Segment Start: Dataset records
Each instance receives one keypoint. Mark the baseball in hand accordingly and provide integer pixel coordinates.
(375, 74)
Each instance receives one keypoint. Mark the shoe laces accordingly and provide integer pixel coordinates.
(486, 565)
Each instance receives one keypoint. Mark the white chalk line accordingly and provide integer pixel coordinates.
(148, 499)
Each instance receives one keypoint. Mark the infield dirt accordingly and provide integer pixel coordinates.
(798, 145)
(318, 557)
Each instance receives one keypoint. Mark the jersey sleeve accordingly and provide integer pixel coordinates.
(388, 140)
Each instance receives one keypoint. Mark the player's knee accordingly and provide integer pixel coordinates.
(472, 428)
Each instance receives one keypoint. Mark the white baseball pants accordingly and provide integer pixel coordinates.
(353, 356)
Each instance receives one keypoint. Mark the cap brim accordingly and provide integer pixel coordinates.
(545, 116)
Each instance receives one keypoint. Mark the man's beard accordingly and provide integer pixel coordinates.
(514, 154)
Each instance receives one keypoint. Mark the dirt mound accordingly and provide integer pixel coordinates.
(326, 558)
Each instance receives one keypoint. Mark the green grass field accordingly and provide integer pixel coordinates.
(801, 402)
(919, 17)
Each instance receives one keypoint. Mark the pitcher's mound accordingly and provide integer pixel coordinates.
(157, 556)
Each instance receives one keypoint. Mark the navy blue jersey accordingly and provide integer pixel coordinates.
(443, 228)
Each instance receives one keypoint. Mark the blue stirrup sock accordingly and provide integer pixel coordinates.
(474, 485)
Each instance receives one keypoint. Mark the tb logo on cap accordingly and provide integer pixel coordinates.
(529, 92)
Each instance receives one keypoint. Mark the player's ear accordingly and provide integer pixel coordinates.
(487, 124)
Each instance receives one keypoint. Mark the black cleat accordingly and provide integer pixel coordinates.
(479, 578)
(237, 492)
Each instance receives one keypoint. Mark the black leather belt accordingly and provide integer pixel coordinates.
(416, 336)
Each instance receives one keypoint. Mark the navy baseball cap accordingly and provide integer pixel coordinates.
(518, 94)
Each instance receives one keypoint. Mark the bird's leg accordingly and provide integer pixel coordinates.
Segment End: Dataset records
**Task details**. The line containing "Each instance receives one keypoint. Mark the man's" marks where to begin; the last line of the records marks where to stop. Copy both and all between, exactly.

**Solution to this exercise**.
Each instance receives one keypoint. Mark the man's beard accordingly and provide integer pixel coordinates.
(514, 154)
Each instance receives one keypoint. Mark the dirt mound accordingly and provide integer pixel coordinates.
(326, 558)
Each instance receives one keypoint. Mark the green grass field accordingly and provide integer pixel coordinates.
(801, 402)
(919, 17)
Each instance receives one keypoint. Mark the pitcher's mound accordingly and provide integer pixel coordinates.
(157, 556)
Each instance receives one keypoint. Mark the navy blue jersey accordingly and provide integer pixel coordinates.
(443, 228)
Each instance receives one keypoint. Mark the blue stirrup sock accordingly and provide integer pixel coordinates.
(474, 485)
Each instance receives one keypoint. Mark the tb logo on cap accordingly and provide integer pixel coordinates.
(529, 92)
Each instance receives one keypoint. Mark the player's ear accordingly and provide integer pixel coordinates.
(487, 124)
Each instance receives one keypoint. Mark the black cleat accordingly and provide integer pixel coordinates.
(479, 578)
(237, 492)
Each instance receives one keypoint. Mark the black leather belt accordingly and provide integer pixel coordinates.
(416, 336)
Each instance receives one keypoint. Mark the navy baseball cap accordingly and provide integer pixel coordinates.
(518, 94)
Each instance receives one keypoint. Mark the bird's leg accordingly and provide integer pixel coordinates.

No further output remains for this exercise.